READING PASSAGE section start
Peasant farmers have lamented the austere economic conditions brought about by the International Monetary Fund (IMF) bailout.
“We were expecting to see radical measures that will ensure that the Planting for Food and Jobs policy delivers on its mandate but that hasn’t happened. Instead, as part of the IMF conditions, the government took off tax waivers that the sector actors were benefiting from. For instance we used to have tax waivers when you were bringing farm mechanization products; tax waivers on fertilizer, imported seeds, agrochemicals and veterinary medicines. All these waivers have been taken out,” says Executive Secretary of the Peasant Farmers Association of Ghana (PFAG), Dr. Charles Nyaba.
He fumed that these decisions, taken without consultation and consideration of their potential negative impacts on food production and security, have worsened the plight of the smallholder farmer. He also said food prices, which continue to drive inflation up, will keep rising unless something is done to lower the cost of farm inputs.
Dr. Nyaba spoke on the sidelines of a strategic workshop on the progress of the biennial review (BR) and the role of non-state actors (NSAs) in Accra and added that the country’s arrangement with the Bretton Woods institution is damaging farmers’ welfare.
The IMF impact
Parliament last year approved a series of financial bills, encompassing the Excise Duty Amendment Bill 2022, the Growth and Sustainability Levy Bill 2022, the Ghana Revenue Authority Bill 2022 and the Income Tax Amendment Bill 2022.
These legislative actions constituted a part of the government’s endeavour to enhance the mobilisation of domestic revenue, aiming to generate an approximate annual sum of GH¢4 billion. Moreover, these measures played a crucial role in supporting the government’s objective of securing Board Approval for the US$3 billion International Monetary Fund (IMF) Programme staff-level agreement.
Additionally, the government completely revoked the benchmark value policy related to import duties at the nation’s ports.
Consequently, the valuation of all goods will continue to align with the guidelines set forth in the World Trade Organization (WTO) valuation agreement, the customs valuation compendium of the World Customs Organisation, and sections 60 and 67 of Ghana’s customs act 2015 (act 891), pertaining respectively to used motor vehicles and general goods.
READING PASSAGE section end
RAW DATA section start
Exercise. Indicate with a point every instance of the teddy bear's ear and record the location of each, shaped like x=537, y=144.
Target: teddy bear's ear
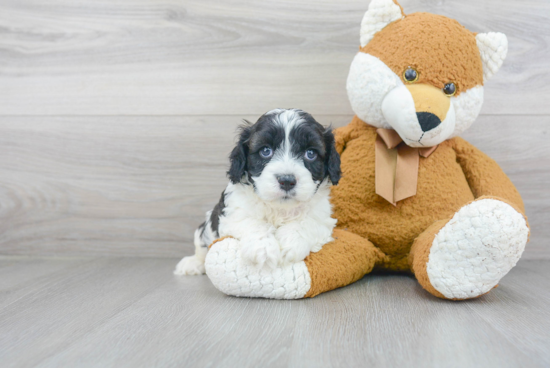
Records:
x=380, y=14
x=493, y=47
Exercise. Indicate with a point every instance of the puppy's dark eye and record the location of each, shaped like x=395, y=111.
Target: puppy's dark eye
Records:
x=310, y=155
x=410, y=75
x=449, y=89
x=266, y=152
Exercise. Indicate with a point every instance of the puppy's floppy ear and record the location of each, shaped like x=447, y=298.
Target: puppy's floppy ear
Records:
x=238, y=156
x=332, y=158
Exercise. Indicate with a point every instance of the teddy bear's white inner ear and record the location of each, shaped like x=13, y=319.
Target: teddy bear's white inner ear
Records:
x=380, y=14
x=493, y=47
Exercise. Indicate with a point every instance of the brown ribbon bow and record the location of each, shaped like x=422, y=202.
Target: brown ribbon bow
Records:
x=396, y=166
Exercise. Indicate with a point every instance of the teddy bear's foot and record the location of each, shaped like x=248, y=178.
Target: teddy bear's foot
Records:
x=233, y=275
x=467, y=256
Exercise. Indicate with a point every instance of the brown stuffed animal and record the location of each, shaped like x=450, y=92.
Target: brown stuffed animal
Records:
x=413, y=196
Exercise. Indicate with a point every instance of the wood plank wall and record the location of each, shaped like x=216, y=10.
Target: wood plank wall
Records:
x=116, y=117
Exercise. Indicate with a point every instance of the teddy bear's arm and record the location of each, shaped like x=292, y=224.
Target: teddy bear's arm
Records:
x=484, y=175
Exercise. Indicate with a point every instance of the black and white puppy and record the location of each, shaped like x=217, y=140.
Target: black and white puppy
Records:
x=277, y=201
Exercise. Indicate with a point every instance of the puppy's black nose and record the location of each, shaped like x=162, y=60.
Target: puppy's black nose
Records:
x=427, y=120
x=286, y=182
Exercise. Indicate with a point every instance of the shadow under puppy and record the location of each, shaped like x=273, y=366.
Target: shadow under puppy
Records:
x=277, y=201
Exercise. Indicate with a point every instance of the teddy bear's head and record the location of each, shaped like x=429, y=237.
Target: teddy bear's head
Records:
x=420, y=74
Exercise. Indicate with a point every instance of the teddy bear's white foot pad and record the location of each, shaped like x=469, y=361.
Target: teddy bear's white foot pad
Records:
x=233, y=276
x=476, y=248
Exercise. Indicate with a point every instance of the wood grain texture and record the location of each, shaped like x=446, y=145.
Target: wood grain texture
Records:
x=138, y=186
x=173, y=57
x=134, y=313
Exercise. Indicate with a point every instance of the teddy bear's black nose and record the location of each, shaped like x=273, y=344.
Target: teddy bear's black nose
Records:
x=427, y=120
x=286, y=182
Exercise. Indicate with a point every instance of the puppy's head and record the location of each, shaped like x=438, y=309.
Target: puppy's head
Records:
x=286, y=155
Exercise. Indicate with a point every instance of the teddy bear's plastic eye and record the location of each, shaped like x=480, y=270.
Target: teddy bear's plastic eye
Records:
x=449, y=89
x=410, y=75
x=310, y=155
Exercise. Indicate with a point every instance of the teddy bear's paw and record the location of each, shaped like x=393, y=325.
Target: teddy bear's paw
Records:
x=232, y=275
x=476, y=248
x=190, y=266
x=261, y=252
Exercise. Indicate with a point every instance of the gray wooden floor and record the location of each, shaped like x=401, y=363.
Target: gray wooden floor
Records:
x=132, y=312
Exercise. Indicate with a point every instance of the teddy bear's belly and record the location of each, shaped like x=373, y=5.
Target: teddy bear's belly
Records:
x=442, y=189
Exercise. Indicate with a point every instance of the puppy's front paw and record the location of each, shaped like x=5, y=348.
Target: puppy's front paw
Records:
x=190, y=266
x=262, y=252
x=293, y=252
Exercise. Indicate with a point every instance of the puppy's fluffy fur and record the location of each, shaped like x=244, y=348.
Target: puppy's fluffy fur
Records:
x=277, y=201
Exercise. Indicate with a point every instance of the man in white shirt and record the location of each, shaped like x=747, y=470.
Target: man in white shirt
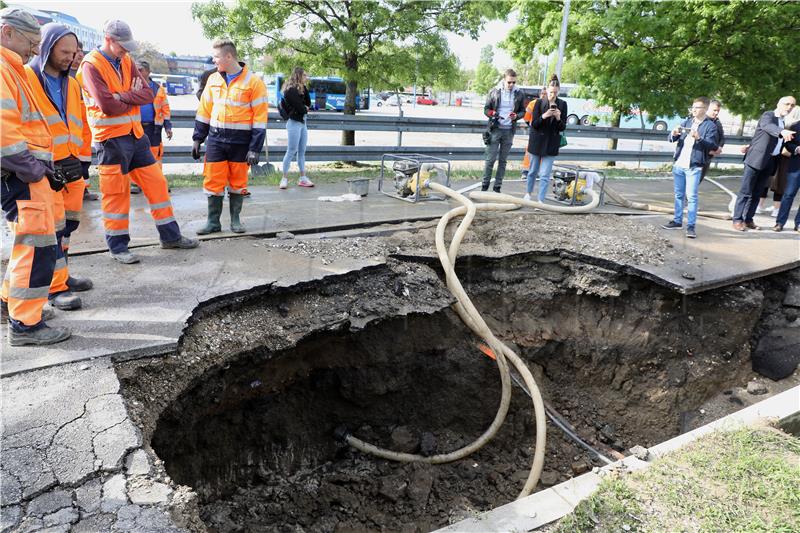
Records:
x=696, y=137
x=760, y=162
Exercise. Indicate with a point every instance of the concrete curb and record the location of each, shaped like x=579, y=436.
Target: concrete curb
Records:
x=554, y=503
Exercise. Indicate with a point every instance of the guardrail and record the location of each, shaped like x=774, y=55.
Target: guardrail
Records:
x=340, y=122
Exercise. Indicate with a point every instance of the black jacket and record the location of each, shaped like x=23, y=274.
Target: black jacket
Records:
x=792, y=146
x=295, y=103
x=759, y=155
x=493, y=102
x=545, y=134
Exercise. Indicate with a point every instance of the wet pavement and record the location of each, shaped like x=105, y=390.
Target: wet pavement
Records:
x=72, y=460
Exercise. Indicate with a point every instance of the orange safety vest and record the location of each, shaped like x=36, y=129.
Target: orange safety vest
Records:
x=161, y=107
x=240, y=106
x=104, y=126
x=24, y=125
x=67, y=136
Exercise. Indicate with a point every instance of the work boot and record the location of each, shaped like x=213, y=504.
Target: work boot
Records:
x=66, y=301
x=38, y=337
x=184, y=243
x=47, y=312
x=214, y=212
x=79, y=283
x=236, y=201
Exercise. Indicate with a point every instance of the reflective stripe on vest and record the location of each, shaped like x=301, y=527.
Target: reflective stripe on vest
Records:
x=105, y=126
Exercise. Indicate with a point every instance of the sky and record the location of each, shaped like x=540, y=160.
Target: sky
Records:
x=170, y=27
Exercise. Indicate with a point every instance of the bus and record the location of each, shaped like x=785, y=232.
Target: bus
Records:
x=587, y=112
x=327, y=93
x=174, y=84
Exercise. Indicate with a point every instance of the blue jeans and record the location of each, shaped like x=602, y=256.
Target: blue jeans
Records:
x=296, y=145
x=543, y=166
x=686, y=182
x=497, y=150
x=792, y=185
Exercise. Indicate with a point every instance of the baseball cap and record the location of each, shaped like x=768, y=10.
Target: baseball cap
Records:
x=20, y=19
x=121, y=32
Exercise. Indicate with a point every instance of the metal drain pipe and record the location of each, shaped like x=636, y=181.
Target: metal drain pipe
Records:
x=472, y=318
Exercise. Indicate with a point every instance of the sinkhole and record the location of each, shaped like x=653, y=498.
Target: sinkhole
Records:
x=245, y=413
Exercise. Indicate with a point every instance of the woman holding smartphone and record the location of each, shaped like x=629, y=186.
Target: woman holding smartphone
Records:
x=296, y=102
x=549, y=120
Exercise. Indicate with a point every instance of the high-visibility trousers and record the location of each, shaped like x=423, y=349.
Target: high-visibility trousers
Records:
x=67, y=206
x=60, y=274
x=29, y=211
x=120, y=161
x=225, y=165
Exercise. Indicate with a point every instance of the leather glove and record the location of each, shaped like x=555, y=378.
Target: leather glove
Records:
x=70, y=168
x=57, y=180
x=196, y=150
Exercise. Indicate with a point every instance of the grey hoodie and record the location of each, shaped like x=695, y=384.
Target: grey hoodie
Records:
x=51, y=33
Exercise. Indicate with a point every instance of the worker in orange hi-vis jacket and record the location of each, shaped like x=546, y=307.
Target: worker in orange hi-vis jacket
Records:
x=86, y=151
x=113, y=90
x=526, y=161
x=155, y=116
x=28, y=182
x=233, y=116
x=59, y=97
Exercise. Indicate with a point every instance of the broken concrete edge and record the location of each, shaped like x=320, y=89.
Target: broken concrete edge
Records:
x=549, y=505
x=90, y=471
x=309, y=230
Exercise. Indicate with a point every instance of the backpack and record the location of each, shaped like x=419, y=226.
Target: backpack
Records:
x=282, y=109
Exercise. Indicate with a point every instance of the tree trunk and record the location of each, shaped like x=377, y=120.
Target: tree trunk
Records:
x=349, y=136
x=616, y=118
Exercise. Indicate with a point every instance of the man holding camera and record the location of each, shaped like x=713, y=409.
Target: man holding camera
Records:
x=59, y=97
x=696, y=137
x=504, y=106
x=26, y=160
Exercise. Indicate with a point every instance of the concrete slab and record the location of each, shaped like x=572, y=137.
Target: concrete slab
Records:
x=140, y=310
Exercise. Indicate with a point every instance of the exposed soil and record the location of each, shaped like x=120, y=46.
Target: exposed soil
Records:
x=245, y=411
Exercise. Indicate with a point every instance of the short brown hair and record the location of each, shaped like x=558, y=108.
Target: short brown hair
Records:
x=225, y=46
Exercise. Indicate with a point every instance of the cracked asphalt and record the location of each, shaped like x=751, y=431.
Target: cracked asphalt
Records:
x=72, y=460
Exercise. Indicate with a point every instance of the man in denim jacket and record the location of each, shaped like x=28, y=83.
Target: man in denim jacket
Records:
x=696, y=137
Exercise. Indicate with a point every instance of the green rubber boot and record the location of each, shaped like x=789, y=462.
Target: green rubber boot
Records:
x=214, y=212
x=236, y=201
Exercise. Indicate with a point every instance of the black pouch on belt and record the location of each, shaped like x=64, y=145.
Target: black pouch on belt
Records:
RAW DATA section end
DIRECTIONS:
1 - Reproduce a portion of the article about Ghana's farmers and the IMF bailout without any changes. Start at the words "Dr. Nyaba spoke" and stop after "Amendment Bill 2022.".
2 - How would you carry the article about Ghana's farmers and the IMF bailout further, picking up after its final sentence?
You can ignore the records.

OUTPUTS FOR THE TASKS:
1 -
Dr. Nyaba spoke on the sidelines of a strategic workshop on the progress of the biennial review (BR) and the role of non-state actors (NSAs) in Accra and added that the country’s arrangement with the Bretton Woods institution is damaging farmers’ welfare.
The IMF impact
Parliament last year approved a series of financial bills, encompassing the Excise Duty Amendment Bill 2022, the Growth and Sustainability Levy Bill 2022, the Ghana Revenue Authority Bill 2022 and the Income Tax Amendment Bill 2022.

2 -
The Executive Secretary of the Peasant Farmers Association of Ghana (PFAG), however, noted that given the country’s unsatisfactory performance in food production leading to rising food inflation, farmers had anticipated that measures would be implemented to enable farmers to enhance their output, ultimately boosting food supply and mitigating inflation.”
He added: “But that wasn’t the case, instead the country’s engagement with the IMF is pushing farmers out of business.”
He revealed that due to the tax impositions on agro inputs, some importers who brought inputs in could not clear them at the port because of the high cost of importation and that those who were able clear their inputs have transferred the cost onto the farmer.
“Importation of agro inputs used to be duty-free. If you are bringing in tractors, fertilizer, seeds, veterinary medications, weedicides and pesticides you didn’t need to pay so much but now you have to pay so much due to the IMF conditions.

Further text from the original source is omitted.